* [Records to process]
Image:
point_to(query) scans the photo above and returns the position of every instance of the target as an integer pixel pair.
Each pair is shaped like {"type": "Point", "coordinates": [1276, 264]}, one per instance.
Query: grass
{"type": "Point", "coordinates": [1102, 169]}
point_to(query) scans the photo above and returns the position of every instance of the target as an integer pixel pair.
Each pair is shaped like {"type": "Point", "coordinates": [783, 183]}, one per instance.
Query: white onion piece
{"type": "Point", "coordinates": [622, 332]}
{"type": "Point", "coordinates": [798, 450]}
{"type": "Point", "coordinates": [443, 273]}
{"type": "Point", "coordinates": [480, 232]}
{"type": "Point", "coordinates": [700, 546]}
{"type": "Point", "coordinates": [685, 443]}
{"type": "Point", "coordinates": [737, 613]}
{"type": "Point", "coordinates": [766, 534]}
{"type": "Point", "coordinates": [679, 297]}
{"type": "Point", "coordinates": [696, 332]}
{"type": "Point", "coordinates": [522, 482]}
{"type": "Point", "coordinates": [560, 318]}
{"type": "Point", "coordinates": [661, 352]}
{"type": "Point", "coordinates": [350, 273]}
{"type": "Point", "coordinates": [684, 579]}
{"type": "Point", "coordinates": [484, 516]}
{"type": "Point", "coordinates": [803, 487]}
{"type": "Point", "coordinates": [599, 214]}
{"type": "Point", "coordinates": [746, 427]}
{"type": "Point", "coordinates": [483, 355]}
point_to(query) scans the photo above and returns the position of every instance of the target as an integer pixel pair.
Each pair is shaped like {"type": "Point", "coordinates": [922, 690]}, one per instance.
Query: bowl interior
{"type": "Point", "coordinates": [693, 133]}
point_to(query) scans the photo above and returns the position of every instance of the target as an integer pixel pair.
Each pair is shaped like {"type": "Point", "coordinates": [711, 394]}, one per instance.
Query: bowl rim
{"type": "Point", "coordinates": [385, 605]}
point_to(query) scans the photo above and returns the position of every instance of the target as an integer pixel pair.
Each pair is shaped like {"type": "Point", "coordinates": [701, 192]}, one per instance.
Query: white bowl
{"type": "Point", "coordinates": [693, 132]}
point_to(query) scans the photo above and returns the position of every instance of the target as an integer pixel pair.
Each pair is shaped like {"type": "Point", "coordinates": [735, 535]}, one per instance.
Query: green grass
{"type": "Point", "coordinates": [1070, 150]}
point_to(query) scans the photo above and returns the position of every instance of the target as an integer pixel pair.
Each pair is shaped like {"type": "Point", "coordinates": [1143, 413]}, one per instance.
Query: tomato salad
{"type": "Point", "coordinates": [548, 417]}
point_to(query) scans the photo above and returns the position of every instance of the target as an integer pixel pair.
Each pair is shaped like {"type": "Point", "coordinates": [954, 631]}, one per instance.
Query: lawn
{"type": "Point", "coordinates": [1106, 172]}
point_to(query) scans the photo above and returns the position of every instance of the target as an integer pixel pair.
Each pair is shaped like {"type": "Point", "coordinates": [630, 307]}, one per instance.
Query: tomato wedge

* [Problem requirements] The answer should be the full listing, repeated without any change.

* [The answer]
Image:
point_to(query) scans the photo above and returns the position of every instance of the target as an integer pixel pair.
Each pair is shaped like {"type": "Point", "coordinates": [1276, 264]}, one per instance.
Query: grass
{"type": "Point", "coordinates": [1102, 169]}
point_to(query) scans the photo above and returns the position of every instance of the target as an integer pixel pair.
Each pair is shaped like {"type": "Point", "coordinates": [783, 183]}, one per instance.
Query: white onion piece
{"type": "Point", "coordinates": [622, 332]}
{"type": "Point", "coordinates": [798, 450]}
{"type": "Point", "coordinates": [443, 273]}
{"type": "Point", "coordinates": [480, 232]}
{"type": "Point", "coordinates": [700, 546]}
{"type": "Point", "coordinates": [685, 443]}
{"type": "Point", "coordinates": [737, 613]}
{"type": "Point", "coordinates": [766, 534]}
{"type": "Point", "coordinates": [679, 297]}
{"type": "Point", "coordinates": [696, 332]}
{"type": "Point", "coordinates": [522, 482]}
{"type": "Point", "coordinates": [560, 318]}
{"type": "Point", "coordinates": [661, 352]}
{"type": "Point", "coordinates": [350, 273]}
{"type": "Point", "coordinates": [684, 579]}
{"type": "Point", "coordinates": [484, 516]}
{"type": "Point", "coordinates": [803, 487]}
{"type": "Point", "coordinates": [599, 214]}
{"type": "Point", "coordinates": [746, 427]}
{"type": "Point", "coordinates": [483, 355]}
point_to(query) scans the photo above and returns the position of every instance of the target as an integer pixel pair.
Each pair is shaped like {"type": "Point", "coordinates": [922, 690]}, one per instance.
Query: bowl interior
{"type": "Point", "coordinates": [693, 133]}
point_to(query) scans the photo above and returns the position of every instance of the target as an integer pixel pair.
Each pair is shaped like {"type": "Point", "coordinates": [711, 394]}, one per instance.
Query: bowl rim
{"type": "Point", "coordinates": [385, 605]}
point_to(query) scans the photo above and returns the position of every instance of the target as an integer pixel pair.
Each pair is shaped like {"type": "Point", "coordinates": [701, 192]}, one per instance.
Query: white bowl
{"type": "Point", "coordinates": [693, 132]}
point_to(query) scans the photo above and returns the position of every instance of the target as an integer pixel pair.
Each pair is shaped like {"type": "Point", "coordinates": [735, 535]}, one per instance.
Query: green grass
{"type": "Point", "coordinates": [1070, 150]}
point_to(query) scans the photo above and returns the position of every instance of the target as an integer pixel pair.
Each pair is shaped like {"type": "Point", "coordinates": [1143, 413]}, one per instance.
Query: tomato salad
{"type": "Point", "coordinates": [548, 417]}
point_to(query) scans the photo above and returns the position of every instance of the target as an integer pixel pair.
Each pair is shaped like {"type": "Point", "coordinates": [954, 631]}, one per instance.
Query: lawn
{"type": "Point", "coordinates": [1106, 172]}
point_to(query) scans the photo above and returns the position of every instance of the target as an integer pixel pair.
Each pair is shaped like {"type": "Point", "coordinates": [630, 307]}, one per instance.
Query: tomato wedge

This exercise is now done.